Aim →
Render the rows as a Markdown table, running from the start of the rows through the line containing "column 293, row 161", both ends included. Use the columns Number and Line, and leave out blank lines.

Provided data →
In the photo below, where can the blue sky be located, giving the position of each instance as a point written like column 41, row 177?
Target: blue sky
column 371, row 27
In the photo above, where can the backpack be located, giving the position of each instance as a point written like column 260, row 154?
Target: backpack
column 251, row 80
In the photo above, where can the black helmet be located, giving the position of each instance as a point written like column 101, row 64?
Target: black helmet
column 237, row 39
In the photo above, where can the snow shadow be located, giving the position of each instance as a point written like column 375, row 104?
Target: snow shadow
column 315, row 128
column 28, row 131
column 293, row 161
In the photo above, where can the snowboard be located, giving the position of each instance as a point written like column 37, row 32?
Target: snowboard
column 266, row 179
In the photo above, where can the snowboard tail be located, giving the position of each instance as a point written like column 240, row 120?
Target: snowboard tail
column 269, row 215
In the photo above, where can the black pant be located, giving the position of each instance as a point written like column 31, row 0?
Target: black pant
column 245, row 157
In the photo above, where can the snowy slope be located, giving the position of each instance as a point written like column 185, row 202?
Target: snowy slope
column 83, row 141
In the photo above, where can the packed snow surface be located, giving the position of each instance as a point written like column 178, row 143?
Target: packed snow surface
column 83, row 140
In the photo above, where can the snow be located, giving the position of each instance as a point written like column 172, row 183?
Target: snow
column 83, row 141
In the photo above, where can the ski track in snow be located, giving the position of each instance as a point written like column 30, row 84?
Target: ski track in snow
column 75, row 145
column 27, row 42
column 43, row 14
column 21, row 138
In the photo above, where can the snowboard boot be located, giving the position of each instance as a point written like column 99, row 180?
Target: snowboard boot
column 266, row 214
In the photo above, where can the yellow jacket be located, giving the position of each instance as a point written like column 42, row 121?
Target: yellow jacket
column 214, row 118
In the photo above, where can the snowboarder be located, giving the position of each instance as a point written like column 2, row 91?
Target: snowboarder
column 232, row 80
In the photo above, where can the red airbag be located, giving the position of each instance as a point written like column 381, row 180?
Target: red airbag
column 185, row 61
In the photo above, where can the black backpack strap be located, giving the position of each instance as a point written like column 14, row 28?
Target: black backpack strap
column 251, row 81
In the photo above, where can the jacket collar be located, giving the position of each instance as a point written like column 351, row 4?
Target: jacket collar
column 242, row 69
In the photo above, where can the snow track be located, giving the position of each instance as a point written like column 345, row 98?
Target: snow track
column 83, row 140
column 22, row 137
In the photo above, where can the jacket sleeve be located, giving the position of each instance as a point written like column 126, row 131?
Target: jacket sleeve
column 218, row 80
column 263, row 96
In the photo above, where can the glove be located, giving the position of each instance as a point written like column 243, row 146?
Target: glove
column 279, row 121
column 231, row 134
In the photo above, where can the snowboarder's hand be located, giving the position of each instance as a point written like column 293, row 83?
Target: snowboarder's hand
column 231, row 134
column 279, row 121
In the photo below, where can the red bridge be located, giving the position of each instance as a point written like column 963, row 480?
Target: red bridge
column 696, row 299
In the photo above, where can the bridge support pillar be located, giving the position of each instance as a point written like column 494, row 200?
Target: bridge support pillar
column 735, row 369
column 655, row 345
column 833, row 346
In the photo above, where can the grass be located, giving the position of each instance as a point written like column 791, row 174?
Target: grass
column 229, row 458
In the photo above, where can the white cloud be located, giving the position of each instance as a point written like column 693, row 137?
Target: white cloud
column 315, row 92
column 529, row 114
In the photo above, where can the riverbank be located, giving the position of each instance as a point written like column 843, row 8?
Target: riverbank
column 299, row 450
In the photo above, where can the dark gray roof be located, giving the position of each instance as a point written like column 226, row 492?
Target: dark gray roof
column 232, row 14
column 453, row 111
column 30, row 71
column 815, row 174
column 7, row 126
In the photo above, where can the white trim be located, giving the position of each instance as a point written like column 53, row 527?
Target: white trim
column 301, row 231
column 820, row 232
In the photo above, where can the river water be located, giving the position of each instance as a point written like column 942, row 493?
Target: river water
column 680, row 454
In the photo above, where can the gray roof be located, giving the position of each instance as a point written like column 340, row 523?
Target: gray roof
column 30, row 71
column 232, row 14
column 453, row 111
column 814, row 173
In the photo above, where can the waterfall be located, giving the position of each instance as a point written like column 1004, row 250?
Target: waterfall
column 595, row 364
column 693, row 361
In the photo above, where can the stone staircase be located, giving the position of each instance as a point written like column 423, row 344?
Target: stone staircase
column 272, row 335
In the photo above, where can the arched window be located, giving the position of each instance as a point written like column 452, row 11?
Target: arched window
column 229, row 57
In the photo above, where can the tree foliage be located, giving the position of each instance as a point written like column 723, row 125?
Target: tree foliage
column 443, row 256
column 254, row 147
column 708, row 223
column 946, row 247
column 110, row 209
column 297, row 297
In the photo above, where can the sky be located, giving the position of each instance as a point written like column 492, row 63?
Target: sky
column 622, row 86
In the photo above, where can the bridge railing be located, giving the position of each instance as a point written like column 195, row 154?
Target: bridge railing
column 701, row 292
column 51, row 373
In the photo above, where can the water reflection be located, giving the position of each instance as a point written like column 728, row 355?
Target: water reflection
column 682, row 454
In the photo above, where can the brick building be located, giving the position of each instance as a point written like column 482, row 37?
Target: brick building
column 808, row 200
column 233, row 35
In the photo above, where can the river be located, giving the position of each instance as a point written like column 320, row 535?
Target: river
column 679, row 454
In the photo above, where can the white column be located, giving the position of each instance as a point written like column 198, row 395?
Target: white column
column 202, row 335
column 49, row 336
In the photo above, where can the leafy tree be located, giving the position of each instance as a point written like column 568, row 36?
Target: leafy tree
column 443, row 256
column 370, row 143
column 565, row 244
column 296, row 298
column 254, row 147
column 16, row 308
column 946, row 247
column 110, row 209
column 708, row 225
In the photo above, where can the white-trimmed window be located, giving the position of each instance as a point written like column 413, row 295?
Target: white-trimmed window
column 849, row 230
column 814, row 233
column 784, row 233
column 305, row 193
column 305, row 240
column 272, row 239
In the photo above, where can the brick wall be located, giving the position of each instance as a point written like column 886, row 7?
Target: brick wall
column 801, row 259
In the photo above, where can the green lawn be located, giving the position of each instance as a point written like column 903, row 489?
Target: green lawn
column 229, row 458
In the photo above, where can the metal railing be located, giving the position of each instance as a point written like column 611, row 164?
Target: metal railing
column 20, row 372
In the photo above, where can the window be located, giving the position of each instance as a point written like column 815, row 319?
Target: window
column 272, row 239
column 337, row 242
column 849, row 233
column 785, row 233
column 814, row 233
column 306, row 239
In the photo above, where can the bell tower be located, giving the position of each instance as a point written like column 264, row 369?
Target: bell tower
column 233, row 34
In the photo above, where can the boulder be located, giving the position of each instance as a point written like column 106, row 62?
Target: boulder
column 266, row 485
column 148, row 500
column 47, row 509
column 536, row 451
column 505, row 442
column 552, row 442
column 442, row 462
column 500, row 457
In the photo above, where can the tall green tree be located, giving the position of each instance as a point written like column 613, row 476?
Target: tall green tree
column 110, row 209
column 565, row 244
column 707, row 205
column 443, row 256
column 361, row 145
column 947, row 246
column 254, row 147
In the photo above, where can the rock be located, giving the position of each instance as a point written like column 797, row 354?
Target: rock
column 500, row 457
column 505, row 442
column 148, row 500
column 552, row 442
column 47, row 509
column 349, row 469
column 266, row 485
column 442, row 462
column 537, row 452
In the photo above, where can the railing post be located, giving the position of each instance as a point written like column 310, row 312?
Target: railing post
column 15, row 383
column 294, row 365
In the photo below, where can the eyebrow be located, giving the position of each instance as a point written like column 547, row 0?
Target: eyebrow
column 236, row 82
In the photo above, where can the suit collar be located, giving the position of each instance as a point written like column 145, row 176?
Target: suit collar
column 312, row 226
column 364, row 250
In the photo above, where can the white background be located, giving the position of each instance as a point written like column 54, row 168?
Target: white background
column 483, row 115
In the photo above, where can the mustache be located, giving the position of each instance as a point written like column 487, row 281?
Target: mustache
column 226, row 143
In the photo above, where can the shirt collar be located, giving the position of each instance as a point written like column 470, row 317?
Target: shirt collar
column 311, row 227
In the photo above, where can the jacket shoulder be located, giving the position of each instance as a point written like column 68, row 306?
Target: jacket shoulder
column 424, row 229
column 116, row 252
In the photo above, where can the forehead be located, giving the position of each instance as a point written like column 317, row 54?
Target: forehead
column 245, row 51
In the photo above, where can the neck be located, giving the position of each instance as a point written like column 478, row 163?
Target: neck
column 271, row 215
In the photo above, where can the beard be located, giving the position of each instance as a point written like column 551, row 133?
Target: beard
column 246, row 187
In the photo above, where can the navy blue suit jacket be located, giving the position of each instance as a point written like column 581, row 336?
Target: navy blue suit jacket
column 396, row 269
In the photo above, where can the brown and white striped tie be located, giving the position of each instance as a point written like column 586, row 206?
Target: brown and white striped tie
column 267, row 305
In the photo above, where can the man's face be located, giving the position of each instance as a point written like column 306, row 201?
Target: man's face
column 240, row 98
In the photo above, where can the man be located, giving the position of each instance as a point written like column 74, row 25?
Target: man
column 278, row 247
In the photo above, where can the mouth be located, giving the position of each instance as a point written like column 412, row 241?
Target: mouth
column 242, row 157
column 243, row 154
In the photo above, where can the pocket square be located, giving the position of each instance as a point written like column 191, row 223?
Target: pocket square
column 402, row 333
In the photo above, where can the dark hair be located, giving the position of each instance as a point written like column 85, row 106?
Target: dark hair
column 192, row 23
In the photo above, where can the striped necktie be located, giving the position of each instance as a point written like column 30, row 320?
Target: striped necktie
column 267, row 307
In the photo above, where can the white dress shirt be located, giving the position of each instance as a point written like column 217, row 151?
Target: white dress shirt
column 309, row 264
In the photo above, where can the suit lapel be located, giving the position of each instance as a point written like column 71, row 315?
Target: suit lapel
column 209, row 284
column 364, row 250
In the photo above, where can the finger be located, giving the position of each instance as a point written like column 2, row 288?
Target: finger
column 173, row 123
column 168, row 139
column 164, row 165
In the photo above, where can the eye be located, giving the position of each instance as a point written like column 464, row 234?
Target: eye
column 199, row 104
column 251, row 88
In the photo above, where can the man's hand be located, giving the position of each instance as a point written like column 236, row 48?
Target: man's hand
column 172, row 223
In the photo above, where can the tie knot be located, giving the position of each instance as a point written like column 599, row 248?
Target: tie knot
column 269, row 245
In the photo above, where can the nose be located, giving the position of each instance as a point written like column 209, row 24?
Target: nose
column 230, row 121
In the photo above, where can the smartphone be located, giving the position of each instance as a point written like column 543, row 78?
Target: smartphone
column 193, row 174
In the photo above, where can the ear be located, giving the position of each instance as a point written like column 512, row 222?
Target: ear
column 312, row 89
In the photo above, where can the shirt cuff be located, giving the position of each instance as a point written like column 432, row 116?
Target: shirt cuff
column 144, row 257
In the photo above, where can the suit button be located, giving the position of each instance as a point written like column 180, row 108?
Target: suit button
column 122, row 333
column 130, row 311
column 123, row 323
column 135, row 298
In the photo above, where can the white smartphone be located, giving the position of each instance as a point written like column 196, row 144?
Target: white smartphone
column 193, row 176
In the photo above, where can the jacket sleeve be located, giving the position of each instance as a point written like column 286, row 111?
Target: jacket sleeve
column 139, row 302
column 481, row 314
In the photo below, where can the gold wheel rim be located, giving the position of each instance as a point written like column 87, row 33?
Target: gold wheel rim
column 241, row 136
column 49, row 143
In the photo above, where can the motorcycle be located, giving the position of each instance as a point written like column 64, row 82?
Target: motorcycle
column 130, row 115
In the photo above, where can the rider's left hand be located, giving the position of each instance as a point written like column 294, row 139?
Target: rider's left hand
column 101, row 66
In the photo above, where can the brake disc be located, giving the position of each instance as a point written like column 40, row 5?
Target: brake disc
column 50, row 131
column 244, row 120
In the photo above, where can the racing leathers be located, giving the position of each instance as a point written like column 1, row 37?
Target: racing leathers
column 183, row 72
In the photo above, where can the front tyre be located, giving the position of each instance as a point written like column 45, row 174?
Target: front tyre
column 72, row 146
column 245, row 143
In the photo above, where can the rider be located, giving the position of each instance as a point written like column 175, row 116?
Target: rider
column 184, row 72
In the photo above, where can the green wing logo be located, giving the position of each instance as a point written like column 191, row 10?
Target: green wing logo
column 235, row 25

Answer to this problem →
| Number | Line |
|---|---|
| 1 | In the photo below, where can the blue sky be located, giving the position of each instance as a point written like column 41, row 177? |
| 2 | Target: blue sky |
| 3 | column 371, row 27 |
| 4 | In the photo above, where can the backpack be located, giving the position of each instance as a point written like column 260, row 154? |
| 5 | Target: backpack |
| 6 | column 251, row 80 |
| 7 | In the photo above, where can the black helmet be located, giving the position of each instance as a point written like column 101, row 64? |
| 8 | Target: black helmet |
| 9 | column 237, row 39 |
| 10 | In the photo above, where can the snow shadow be located, giving the position of each instance as a point written like column 375, row 104? |
| 11 | Target: snow shadow |
| 12 | column 315, row 128 |
| 13 | column 28, row 131 |
| 14 | column 293, row 161 |